• **YOUR ASSIGNMENT**: Can the data below be echoed back word for word?

BEGIN DATASET RECORDS

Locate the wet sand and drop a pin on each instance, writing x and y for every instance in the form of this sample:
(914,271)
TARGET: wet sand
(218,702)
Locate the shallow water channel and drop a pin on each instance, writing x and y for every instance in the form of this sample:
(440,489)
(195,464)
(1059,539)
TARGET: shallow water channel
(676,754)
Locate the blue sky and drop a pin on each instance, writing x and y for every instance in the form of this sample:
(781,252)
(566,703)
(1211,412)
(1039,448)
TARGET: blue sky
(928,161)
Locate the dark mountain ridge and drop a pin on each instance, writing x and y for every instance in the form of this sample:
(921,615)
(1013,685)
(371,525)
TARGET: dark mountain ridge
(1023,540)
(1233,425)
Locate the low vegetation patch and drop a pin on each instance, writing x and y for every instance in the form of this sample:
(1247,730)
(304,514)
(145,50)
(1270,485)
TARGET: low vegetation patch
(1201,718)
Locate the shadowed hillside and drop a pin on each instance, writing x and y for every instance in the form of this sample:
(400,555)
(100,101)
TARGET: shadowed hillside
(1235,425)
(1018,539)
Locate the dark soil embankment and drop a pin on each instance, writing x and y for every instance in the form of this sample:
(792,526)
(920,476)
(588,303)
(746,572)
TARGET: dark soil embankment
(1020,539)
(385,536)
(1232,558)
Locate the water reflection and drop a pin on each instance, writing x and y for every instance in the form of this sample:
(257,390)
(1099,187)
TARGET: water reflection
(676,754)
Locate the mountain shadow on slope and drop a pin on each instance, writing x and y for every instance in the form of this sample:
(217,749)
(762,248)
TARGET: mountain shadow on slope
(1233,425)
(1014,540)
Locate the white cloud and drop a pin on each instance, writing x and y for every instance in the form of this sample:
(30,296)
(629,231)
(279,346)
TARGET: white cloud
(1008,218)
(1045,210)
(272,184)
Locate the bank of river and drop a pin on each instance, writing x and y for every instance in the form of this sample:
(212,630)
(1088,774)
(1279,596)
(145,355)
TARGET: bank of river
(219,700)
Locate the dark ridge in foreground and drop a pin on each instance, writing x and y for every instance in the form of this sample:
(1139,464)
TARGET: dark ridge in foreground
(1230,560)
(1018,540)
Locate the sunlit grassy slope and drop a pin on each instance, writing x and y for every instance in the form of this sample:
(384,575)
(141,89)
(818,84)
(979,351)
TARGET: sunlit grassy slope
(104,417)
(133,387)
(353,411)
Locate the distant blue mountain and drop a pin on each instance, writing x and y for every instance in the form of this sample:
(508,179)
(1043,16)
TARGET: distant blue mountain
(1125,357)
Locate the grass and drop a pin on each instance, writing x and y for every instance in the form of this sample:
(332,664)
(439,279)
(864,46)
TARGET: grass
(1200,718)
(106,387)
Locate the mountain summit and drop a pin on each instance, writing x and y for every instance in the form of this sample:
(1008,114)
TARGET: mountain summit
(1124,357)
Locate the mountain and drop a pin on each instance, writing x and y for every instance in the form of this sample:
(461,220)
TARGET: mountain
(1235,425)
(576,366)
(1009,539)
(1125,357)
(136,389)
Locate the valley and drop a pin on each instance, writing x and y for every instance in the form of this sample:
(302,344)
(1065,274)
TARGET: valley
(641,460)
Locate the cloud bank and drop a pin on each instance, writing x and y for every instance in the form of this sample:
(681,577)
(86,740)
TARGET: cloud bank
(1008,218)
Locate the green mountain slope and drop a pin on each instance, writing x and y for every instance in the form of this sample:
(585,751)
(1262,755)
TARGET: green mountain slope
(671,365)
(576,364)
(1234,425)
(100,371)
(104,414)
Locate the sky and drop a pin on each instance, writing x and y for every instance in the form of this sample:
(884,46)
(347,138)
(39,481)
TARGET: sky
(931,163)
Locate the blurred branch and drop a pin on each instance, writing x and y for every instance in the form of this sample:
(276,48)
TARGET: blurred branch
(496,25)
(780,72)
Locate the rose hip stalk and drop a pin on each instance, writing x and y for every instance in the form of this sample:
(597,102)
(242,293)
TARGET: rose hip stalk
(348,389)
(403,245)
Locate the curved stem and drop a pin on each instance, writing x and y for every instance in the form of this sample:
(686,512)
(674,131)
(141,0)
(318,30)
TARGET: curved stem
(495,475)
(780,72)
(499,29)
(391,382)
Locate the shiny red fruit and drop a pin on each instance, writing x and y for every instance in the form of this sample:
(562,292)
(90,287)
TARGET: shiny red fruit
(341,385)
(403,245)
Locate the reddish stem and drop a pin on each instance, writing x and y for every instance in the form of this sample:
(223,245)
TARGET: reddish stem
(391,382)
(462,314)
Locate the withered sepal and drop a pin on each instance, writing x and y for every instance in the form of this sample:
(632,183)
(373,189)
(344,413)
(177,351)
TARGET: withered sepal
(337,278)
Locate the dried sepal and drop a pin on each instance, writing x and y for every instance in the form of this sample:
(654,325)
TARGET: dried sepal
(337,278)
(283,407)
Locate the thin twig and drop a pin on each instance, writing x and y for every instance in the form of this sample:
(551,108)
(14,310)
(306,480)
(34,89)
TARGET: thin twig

END DATASET RECORDS

• **ANSWER TO THIS EXERCISE**:
Locate the wet sand and drop a pin on each instance, writing x and y for every instance in the form of this sample:
(914,271)
TARGET: wet sand
(218,702)
Locate the shallow water channel and drop a pin on each instance, writing x and y for every instance in the form of this sample:
(440,489)
(195,464)
(1059,539)
TARGET: shallow water channel
(676,754)
Locate the blue sky and drop a pin on each instance, writing x and y for every instance in the form of this sample:
(781,252)
(566,703)
(1211,412)
(1039,448)
TARGET: blue sky
(928,161)
Locate the dark mountain ridge and drop a pin on each instance, writing x and y for every instance in the form of this sample:
(921,615)
(1013,685)
(371,525)
TARGET: dark mountain ridge
(1023,540)
(1233,425)
Locate the low vegetation patch and drop a pin on each instance, writing x and y for every instance in the form of this sample:
(1247,730)
(304,514)
(145,50)
(1270,485)
TARGET: low vegetation patch
(1201,718)
Locate the shadowed hillside and drop a pin on each instance, writing x and y for every instance in the form of this sample:
(400,555)
(100,101)
TARGET: shadowed hillside
(1235,425)
(1018,539)
Locate the dark soil embankment and drop a pin on each instance, writing x and y for every instance in the form of this sample:
(792,526)
(920,476)
(588,303)
(746,572)
TARGET: dark soil embankment
(1020,539)
(385,536)
(1232,558)
Locate the water reflection and drop a pin on each instance, writing x and y for every instance in the form of this sample:
(257,390)
(1099,187)
TARGET: water reflection
(676,754)
Locate the mountain shadow on slope and drop a pin on each instance, writing x and y for every instance in the form of this sample:
(217,749)
(762,248)
TARGET: mountain shadow on slope
(1233,425)
(1014,540)
Locate the white cloud and drop a pin on each instance, writing x and y for every instance in the form of this sample:
(30,296)
(629,231)
(279,346)
TARGET: white cloud
(1008,218)
(1045,210)
(272,184)
Locate the bank of river and drop a pin on each instance, writing x and y for every instance in the form of this sample:
(212,630)
(1088,774)
(1279,596)
(145,355)
TARGET: bank of river
(219,700)
Locate the dark ridge in foreground and drop a pin on each instance, writing x and y for every instance in the form of this sample:
(1139,464)
TARGET: dark ridge in foreground
(1230,560)
(1018,540)
Locate the sunlit grassy slope and drop a pin on each instance, writing x and y for every instance in the form of this sample:
(384,575)
(141,89)
(818,84)
(979,351)
TARGET: sunlit grassy slope
(104,417)
(133,387)
(353,411)
Locate the distant blue mountain and drop a pin on each instance, writing x and y for every instance in the form of this sample:
(508,179)
(1043,16)
TARGET: distant blue mountain
(1125,357)
Locate the grass and drop a pin on each instance, writing x and y for every instance in the form of this sample:
(332,664)
(439,279)
(864,46)
TARGET: grass
(1200,718)
(106,387)
Locate the mountain summit and drop a pin on each instance, writing x and y for every instance in the form of this sample:
(1008,114)
TARGET: mountain summit
(1124,357)
Locate the mountain and drop a pin on each instance, writing x and y for every instance in the form of this sample:
(461,220)
TARGET: mountain
(1235,425)
(576,366)
(1009,539)
(1125,357)
(136,389)
Locate the valley and drop a pin on each instance, writing x and y for every instance in the form of this sample:
(302,344)
(1065,274)
TARGET: valley
(641,460)
Locate the cloud bank and drop a pin on each instance, writing x and y for every instance in the form of this sample:
(681,577)
(86,740)
TARGET: cloud bank
(1008,218)
Locate the green mountain slope and drop a pin on each instance, writing x and y for every instance in the form of this sample:
(585,751)
(1262,755)
TARGET: green mountain slope
(671,365)
(576,364)
(1234,425)
(100,371)
(104,414)
Locate the sky and drop a pin on each instance, writing x and y for every instance in the form of this sample:
(884,46)
(347,138)
(39,481)
TARGET: sky
(931,163)
Locate the blurred branch and drop a pin on each instance, writing x and y for every instance in the form of this sample:
(276,48)
TARGET: blurred branch
(496,25)
(780,72)
Locate the rose hip stalk and drop a pin on each instance, writing x and y for every instance in the form of this sample:
(597,102)
(242,293)
TARGET: rose hip stalk
(348,389)
(403,245)
Locate the curved stem and drop a pin on each instance, writing x and y for every instance in the form of this sample:
(686,512)
(674,131)
(141,0)
(318,30)
TARGET: curved stem
(495,475)
(780,72)
(499,29)
(391,382)
Locate the shiny red fruit and drop a pin on each instance, writing x and y for every instance in the form of this sample:
(562,292)
(90,287)
TARGET: shiny red fruit
(341,385)
(403,245)
Locate the reddish stem and drop a pin on each instance, writing x and y for every instance in the form of this sample:
(223,245)
TARGET: reddish stem
(391,382)
(462,314)
Locate the withered sepal and drop a pin on each instance, writing x and y for every instance in the form of this sample:
(632,183)
(373,189)
(344,413)
(177,351)
TARGET: withered sepal
(337,278)
Locate the dried sepal and drop a pin on each instance, writing x and y for every instance in the form of this sample:
(654,325)
TARGET: dried sepal
(337,278)
(283,407)
Locate the thin twig and drop a pin on each instance, writing x and y for every instance in the form of this sample:
(551,108)
(14,310)
(306,480)
(34,89)
TARGET: thin twig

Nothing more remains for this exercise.